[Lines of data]
---

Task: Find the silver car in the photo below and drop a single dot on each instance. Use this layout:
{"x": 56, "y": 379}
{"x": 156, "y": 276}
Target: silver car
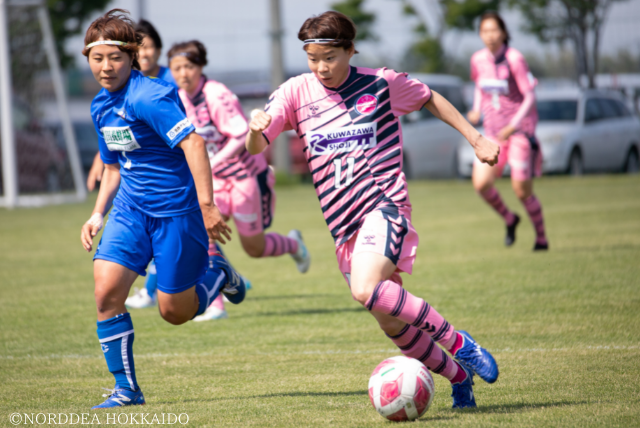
{"x": 580, "y": 131}
{"x": 430, "y": 145}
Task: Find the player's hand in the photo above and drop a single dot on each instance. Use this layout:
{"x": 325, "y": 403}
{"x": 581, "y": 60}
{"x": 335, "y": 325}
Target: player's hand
{"x": 486, "y": 150}
{"x": 90, "y": 229}
{"x": 215, "y": 224}
{"x": 260, "y": 121}
{"x": 506, "y": 132}
{"x": 473, "y": 117}
{"x": 95, "y": 173}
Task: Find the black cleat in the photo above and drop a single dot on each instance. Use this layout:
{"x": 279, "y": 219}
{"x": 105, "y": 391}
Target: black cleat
{"x": 541, "y": 247}
{"x": 510, "y": 238}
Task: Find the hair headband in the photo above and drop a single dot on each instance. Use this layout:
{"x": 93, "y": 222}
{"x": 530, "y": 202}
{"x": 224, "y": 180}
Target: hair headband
{"x": 321, "y": 41}
{"x": 106, "y": 42}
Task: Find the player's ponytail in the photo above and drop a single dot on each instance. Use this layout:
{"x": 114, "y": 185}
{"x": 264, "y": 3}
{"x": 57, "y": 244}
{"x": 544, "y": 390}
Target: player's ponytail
{"x": 331, "y": 28}
{"x": 114, "y": 28}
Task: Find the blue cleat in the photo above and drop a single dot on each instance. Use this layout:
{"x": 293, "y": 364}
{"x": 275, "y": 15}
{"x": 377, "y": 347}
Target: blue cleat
{"x": 463, "y": 392}
{"x": 120, "y": 398}
{"x": 477, "y": 359}
{"x": 235, "y": 289}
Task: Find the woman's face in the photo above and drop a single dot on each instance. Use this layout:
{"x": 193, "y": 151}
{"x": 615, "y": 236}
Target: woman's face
{"x": 186, "y": 74}
{"x": 148, "y": 56}
{"x": 329, "y": 64}
{"x": 110, "y": 67}
{"x": 491, "y": 34}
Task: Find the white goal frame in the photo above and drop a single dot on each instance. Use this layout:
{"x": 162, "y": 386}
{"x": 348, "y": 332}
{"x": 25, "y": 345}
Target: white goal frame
{"x": 11, "y": 197}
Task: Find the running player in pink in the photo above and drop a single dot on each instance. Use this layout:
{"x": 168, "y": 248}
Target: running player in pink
{"x": 243, "y": 183}
{"x": 505, "y": 96}
{"x": 348, "y": 118}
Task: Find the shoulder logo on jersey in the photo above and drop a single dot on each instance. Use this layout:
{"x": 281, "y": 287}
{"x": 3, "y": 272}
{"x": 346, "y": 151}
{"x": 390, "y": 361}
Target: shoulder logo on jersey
{"x": 367, "y": 104}
{"x": 345, "y": 139}
{"x": 119, "y": 138}
{"x": 180, "y": 126}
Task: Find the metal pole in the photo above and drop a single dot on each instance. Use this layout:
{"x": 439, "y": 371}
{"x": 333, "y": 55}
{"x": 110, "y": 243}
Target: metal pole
{"x": 9, "y": 161}
{"x": 61, "y": 96}
{"x": 282, "y": 157}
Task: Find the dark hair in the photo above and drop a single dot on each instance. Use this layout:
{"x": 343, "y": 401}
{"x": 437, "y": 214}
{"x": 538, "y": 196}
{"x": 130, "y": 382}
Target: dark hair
{"x": 330, "y": 25}
{"x": 193, "y": 50}
{"x": 145, "y": 28}
{"x": 115, "y": 25}
{"x": 496, "y": 17}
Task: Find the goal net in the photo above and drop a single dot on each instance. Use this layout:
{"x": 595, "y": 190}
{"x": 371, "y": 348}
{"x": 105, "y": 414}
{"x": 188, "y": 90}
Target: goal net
{"x": 40, "y": 162}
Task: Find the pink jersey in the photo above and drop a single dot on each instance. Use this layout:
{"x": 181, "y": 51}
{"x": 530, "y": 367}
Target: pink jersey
{"x": 353, "y": 141}
{"x": 503, "y": 81}
{"x": 217, "y": 115}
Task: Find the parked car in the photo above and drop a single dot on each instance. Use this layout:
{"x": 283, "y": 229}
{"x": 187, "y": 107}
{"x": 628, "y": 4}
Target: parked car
{"x": 40, "y": 163}
{"x": 430, "y": 145}
{"x": 580, "y": 131}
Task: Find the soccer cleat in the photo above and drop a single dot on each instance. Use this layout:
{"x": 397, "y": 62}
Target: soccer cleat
{"x": 212, "y": 313}
{"x": 476, "y": 359}
{"x": 301, "y": 257}
{"x": 120, "y": 398}
{"x": 463, "y": 392}
{"x": 235, "y": 289}
{"x": 140, "y": 299}
{"x": 541, "y": 246}
{"x": 510, "y": 238}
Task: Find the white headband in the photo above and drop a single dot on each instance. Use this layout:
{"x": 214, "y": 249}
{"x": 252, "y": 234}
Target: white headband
{"x": 320, "y": 41}
{"x": 106, "y": 42}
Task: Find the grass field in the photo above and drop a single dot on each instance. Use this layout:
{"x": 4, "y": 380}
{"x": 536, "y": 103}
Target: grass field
{"x": 564, "y": 326}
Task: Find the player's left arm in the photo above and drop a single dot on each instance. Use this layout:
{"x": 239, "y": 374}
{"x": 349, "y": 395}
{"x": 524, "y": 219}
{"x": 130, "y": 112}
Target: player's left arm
{"x": 486, "y": 150}
{"x": 195, "y": 152}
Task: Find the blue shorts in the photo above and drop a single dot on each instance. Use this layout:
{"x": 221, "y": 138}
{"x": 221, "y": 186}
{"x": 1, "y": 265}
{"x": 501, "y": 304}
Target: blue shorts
{"x": 178, "y": 244}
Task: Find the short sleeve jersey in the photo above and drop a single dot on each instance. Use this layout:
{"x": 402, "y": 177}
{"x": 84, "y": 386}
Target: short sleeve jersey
{"x": 165, "y": 74}
{"x": 139, "y": 127}
{"x": 503, "y": 80}
{"x": 216, "y": 113}
{"x": 353, "y": 141}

---

Retype the whole listing exactly and leave the pictures out.

- _TASK ANSWER_
Task: Find the silver car in the photo below and drop a single dot on each instance. Use this layout:
{"x": 56, "y": 379}
{"x": 156, "y": 276}
Target: silver car
{"x": 580, "y": 131}
{"x": 430, "y": 145}
Task: Find the player's hand in the photo above and drop a single dot on each instance. Use this layout:
{"x": 325, "y": 403}
{"x": 581, "y": 60}
{"x": 335, "y": 325}
Target: player's hand
{"x": 486, "y": 150}
{"x": 90, "y": 229}
{"x": 215, "y": 224}
{"x": 260, "y": 121}
{"x": 506, "y": 132}
{"x": 473, "y": 117}
{"x": 95, "y": 173}
Task: Find the black cleat in the photo above and drop a single dot on each instance. Use this layout:
{"x": 279, "y": 219}
{"x": 105, "y": 391}
Target: black cleat
{"x": 541, "y": 247}
{"x": 510, "y": 238}
Task: Find the hair headband in the photo above and drop a single dot on each instance. Use this layout:
{"x": 93, "y": 222}
{"x": 530, "y": 202}
{"x": 224, "y": 180}
Target: hair headband
{"x": 321, "y": 41}
{"x": 106, "y": 42}
Task: Find the player's ponytail in the photo above and drop a single dot on each instance. Use this layout:
{"x": 114, "y": 185}
{"x": 264, "y": 3}
{"x": 57, "y": 244}
{"x": 544, "y": 390}
Target: player's ponytail
{"x": 331, "y": 28}
{"x": 114, "y": 28}
Task: Find the blue cleat in the photo above and drop a single dot on each instance. Use this layout:
{"x": 293, "y": 364}
{"x": 275, "y": 15}
{"x": 377, "y": 347}
Target: blue cleat
{"x": 463, "y": 392}
{"x": 120, "y": 398}
{"x": 477, "y": 359}
{"x": 235, "y": 289}
Task: Find the woman's face in the photo above and drop a single dot on each instance. Use this layout:
{"x": 193, "y": 151}
{"x": 615, "y": 236}
Target: woman's face
{"x": 186, "y": 74}
{"x": 148, "y": 56}
{"x": 329, "y": 64}
{"x": 110, "y": 67}
{"x": 491, "y": 34}
Task: Find the white goal frame in the photo above and drop a single dot on each instance. Use this layout:
{"x": 162, "y": 386}
{"x": 348, "y": 332}
{"x": 25, "y": 345}
Target: white goal frame
{"x": 11, "y": 197}
Task: Find the running player in pink in the photo above and drop a single dot on each instance. Use this layout:
{"x": 168, "y": 248}
Target: running player in pink
{"x": 243, "y": 183}
{"x": 505, "y": 96}
{"x": 348, "y": 118}
Task: Find the shoulder logo on jersey in the photo above and drop a single dot on each instance. Use this layout:
{"x": 281, "y": 287}
{"x": 3, "y": 272}
{"x": 346, "y": 151}
{"x": 390, "y": 361}
Target: shoulder logo on jersey
{"x": 367, "y": 104}
{"x": 345, "y": 139}
{"x": 119, "y": 138}
{"x": 180, "y": 126}
Task: Find the metal pole in the photo above and drop a single dot on each instance. Use this layout:
{"x": 439, "y": 371}
{"x": 333, "y": 55}
{"x": 110, "y": 243}
Target: metal pole
{"x": 9, "y": 161}
{"x": 61, "y": 96}
{"x": 282, "y": 157}
Task: Find the dark hair in the photo above and drop a single dot on each instance. Use this layout:
{"x": 343, "y": 401}
{"x": 437, "y": 214}
{"x": 538, "y": 196}
{"x": 130, "y": 382}
Target: dark hair
{"x": 330, "y": 25}
{"x": 193, "y": 50}
{"x": 145, "y": 28}
{"x": 115, "y": 25}
{"x": 496, "y": 17}
Task: Find the goal net in the photo above and drop a single dot on each instance. Use this layout:
{"x": 595, "y": 190}
{"x": 371, "y": 348}
{"x": 105, "y": 414}
{"x": 188, "y": 90}
Target: goal net
{"x": 40, "y": 162}
Task: Find the pink jersey in the photo above and drop a single dot on each instance. Use this layout:
{"x": 181, "y": 51}
{"x": 530, "y": 367}
Target: pink jersey
{"x": 353, "y": 141}
{"x": 503, "y": 81}
{"x": 217, "y": 115}
Task: Find the parked car in the photo above and drop a single dot on each instance. Use this layout:
{"x": 283, "y": 229}
{"x": 187, "y": 107}
{"x": 628, "y": 4}
Target: parked car
{"x": 40, "y": 163}
{"x": 430, "y": 145}
{"x": 580, "y": 131}
Task: Find the soccer cleat in the photo above and drop a single dot on each instance. Use this layout:
{"x": 397, "y": 62}
Target: soccer cleat
{"x": 212, "y": 313}
{"x": 476, "y": 359}
{"x": 301, "y": 257}
{"x": 120, "y": 398}
{"x": 463, "y": 392}
{"x": 235, "y": 289}
{"x": 140, "y": 299}
{"x": 541, "y": 246}
{"x": 510, "y": 238}
Task: Find the white headband in the photo above and drop a single dot on each instance. Use this layout:
{"x": 214, "y": 249}
{"x": 252, "y": 234}
Target: white headband
{"x": 320, "y": 41}
{"x": 106, "y": 42}
Task: Find the grass field in the photo above and drop a single dot on each instance. Use this layout:
{"x": 4, "y": 380}
{"x": 536, "y": 103}
Target: grass field
{"x": 564, "y": 326}
Task: Find the player's left arm in the photo above and drop a single dot on each instance. Use this layout:
{"x": 239, "y": 374}
{"x": 349, "y": 395}
{"x": 524, "y": 219}
{"x": 130, "y": 112}
Target: player's left arm
{"x": 486, "y": 150}
{"x": 195, "y": 152}
Task: Find the blue shorts in the photo above and drop a single dot on each instance. Use this layout:
{"x": 221, "y": 138}
{"x": 221, "y": 186}
{"x": 1, "y": 265}
{"x": 501, "y": 304}
Target: blue shorts
{"x": 178, "y": 244}
Task: Find the short sleeve jersey in the photo above and drop a single dot on each instance. Use this layout:
{"x": 402, "y": 177}
{"x": 84, "y": 386}
Target: short sleeve jersey
{"x": 165, "y": 74}
{"x": 139, "y": 127}
{"x": 503, "y": 80}
{"x": 216, "y": 113}
{"x": 353, "y": 141}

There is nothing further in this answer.